Reading text.
<<<<

Group 1 samples yield zircon ages of 37.5–33.0 Ma that indicates the formation after the onset of the India–Asia collision. This suggests that oceanic or continental subduction did not occur along the Ailaoshan zone during the Eocene (e.g., [1, 4, 31]). Their Sr–Nd isotopic compositions are distinct from those expected for oceanic slab-derived adakites, which typically have positive εNdt values (+6 to +10 [70]). It is also likely that the Ailaoshan zone and the western margin of the Yangtze Block were in an intracontinental setting at 38–33 Ma, suggesting that these adakites cannot have been derived from subducted oceanic slab or lower continental crustal sources.

Plotting the adakite-like granites in Harker diagrams (Figure S3) suggests that these intrusions have undergone differentiation. This generated lower concentrations of Al2O3 (Figure S3(a)), CaO (Figure S3(b)), and Na2O (Figure S3(c)) with increasing SiO2, which indicates fractional crystallization of plagioclase. In addition, the presence of negative correlations between FeOt (Figure S3(d)) and MgO (Figure S3(e)) and SiO2 most likely reflects the separation of ferromagnesian minerals (biotite ± hornblende) during the evolution of the magmas that formed these granites, which is consistent with the trends for the samples evident in Rb and Ba vs. Sr diagrams (Figures 7(c) and 7(d)). Decreases in TiO2 (Figure S3(f)) and P2O5 (Figure S3(g)) concentrations with increasing SiO2 also reflect the fractionation of Ti-bearing phases (e.g., ilmenite and titanite) and apatite. The adakite-like granites in the study area also have Sr–Nd isotopic compositions that are similar to contemporaneous mafic rocks in the eastern Tibetan Plateau (Figure 6; [16, 71, 72]). However, it is unlikely that the magmas that formed these granites formed as a result of the fractional crystallization of mafic magmas. For one, the adakite-like granites have similar K2O contents to those of the contemporaneous mafic rocks (Figure 3(b)), which is contrary to the differences expected when comparing genetically associated magmas where more evolved magmas would typically contain higher concentrations of incompatible elements such as K. High Sr/Y granitoids formed as a result of fractional crystallization also generally have positive correlations between Sr/Y and Dy/Yb and SiO2 contents, and La concentrations that negatively correlate with SiO2 [73]. This is not the case for the adakite-like granites in the study area (Figures 7(b), S3(h), and S3(i)). Finally, poor correlations between the major element concentrations (relative to SiO2) of the Group 1 adakite-like granites and the contemporaneous mafic rocks (Figure S3) strongly suggest that the former cannot have formed as a result of the fractional crystallization of the latter

High-Sr/Y signature of some adakitic granitoids is thought to have been inherited from their source regions as a result of low-pressure partial melting (<40 km; e.g., [63, 64]). This possibility can be examined using La/Yb ratios that can be used as crustal thickness proxies for low magnesium intermediate calc-alkaline rocks (55–68 wt.% SiO2). This means that the high La/Yb ratios of the adakite-like granites in the study area reflect the formation within a region of the crust thicker than 50 km, precluding this as a petrogenetic model and indicating that the source for these adakitic granitoids was located at significant depth [74].

>>>>

Input data.
<<<<

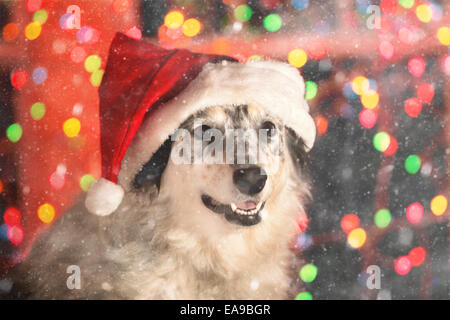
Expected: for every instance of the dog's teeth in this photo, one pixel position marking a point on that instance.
(259, 206)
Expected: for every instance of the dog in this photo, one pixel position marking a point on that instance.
(194, 230)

>>>>

What to work on.
a – In the adakite-like granite text, give the part from "High-Sr/Y signature of" to "significant depth [74]." again, switching "La/Yb ratios" to "lanthanum-to-ytterbium ratios".
b – Pick up the adakite-like granite text after its final sentence and write what comes next.

Outputs by task.
a –
High-Sr/Y signature of some adakitic granitoids is thought to have been inherited from their source regions as a result of low-pressure partial melting (<40 km; e.g., [63, 64]). This possibility can be examined using lanthanum-to-ytterbium ratios that can be used as crustal thickness proxies for low magnesium intermediate calc-alkaline rocks (55–68 wt.% SiO2). This means that the high lanthanum-to-ytterbium ratios of the adakite-like granites in the study area reflect the formation within a region of the crust thicker than 50 km, precluding this as a petrogenetic model and indicating that the source for these adakitic granitoids was located at significant depth [74].

b –
The positive correlation between the La/Sm ratios and the La concentrations of the Group 1 samples suggests they are linked by partial melting (Figure S3(j)). The formation of adakitic melts by the partial melting of a delaminated region of the lower continental crust would generate magmas containing low concentrations of SiO2, MgO, and TiO2. These magmas would also have compatible element abundance (e.g., Ni and Cr) that would increase as a result of interaction with mantle peridotites located above the delaminated and melting region of the lower crust during the ascent of the adakitic magmas [67]. Group 1 samples have high SiO2 contents but low MgO, TiO2, Ni, and Cr contents, contrasting with adakites derived from delaminated regions of the lower crust but indicating they are compositionally similar to adakites derived from thickened regions of the lower crust (Figure S3(e), (f), (k), and (l)). Adakitic magmas can be generated by the melting of mafic rocks at high pressure within thickened regions of the crust with residual garnet ± rutile (e.g., [75, 76]). The Group 1 samples have high Sr/Y and La/Yb ratios and low HREE concentrations. This, combined with the presence of positive correlations between SiO2 and La/Yb and Dy/Yb (Figures 4, 7(a), and 7(b)), suggests that the magmas that formed these adakites were derived from a source containing residual garnet (e.g., [77, 78]). The insignificant Eu and Sr anomalies also indicate that this residue was free of plagioclase as both Eu and Sr are released during high-pressure melting as a result of the instability of plagioclase under these conditions (Figure 5(a); [75]). The Neoproterozoic mafic lower crust of the western Yangtze Block also has negative εNd (35 Ma) values (−5.3 to −3.9; [79]) that overlap with the values for the Group 1 adakite-like granites. This suggests that the Group 1 adakite-like granites in the eastern Tibetan Plateau were formed from magmas generated by partial melting of a thickened region of the lower crust under the western margin of the Yangtze Block. These adakitic magmas underwent variable amounts of fractional crystallization prior to their emplacement.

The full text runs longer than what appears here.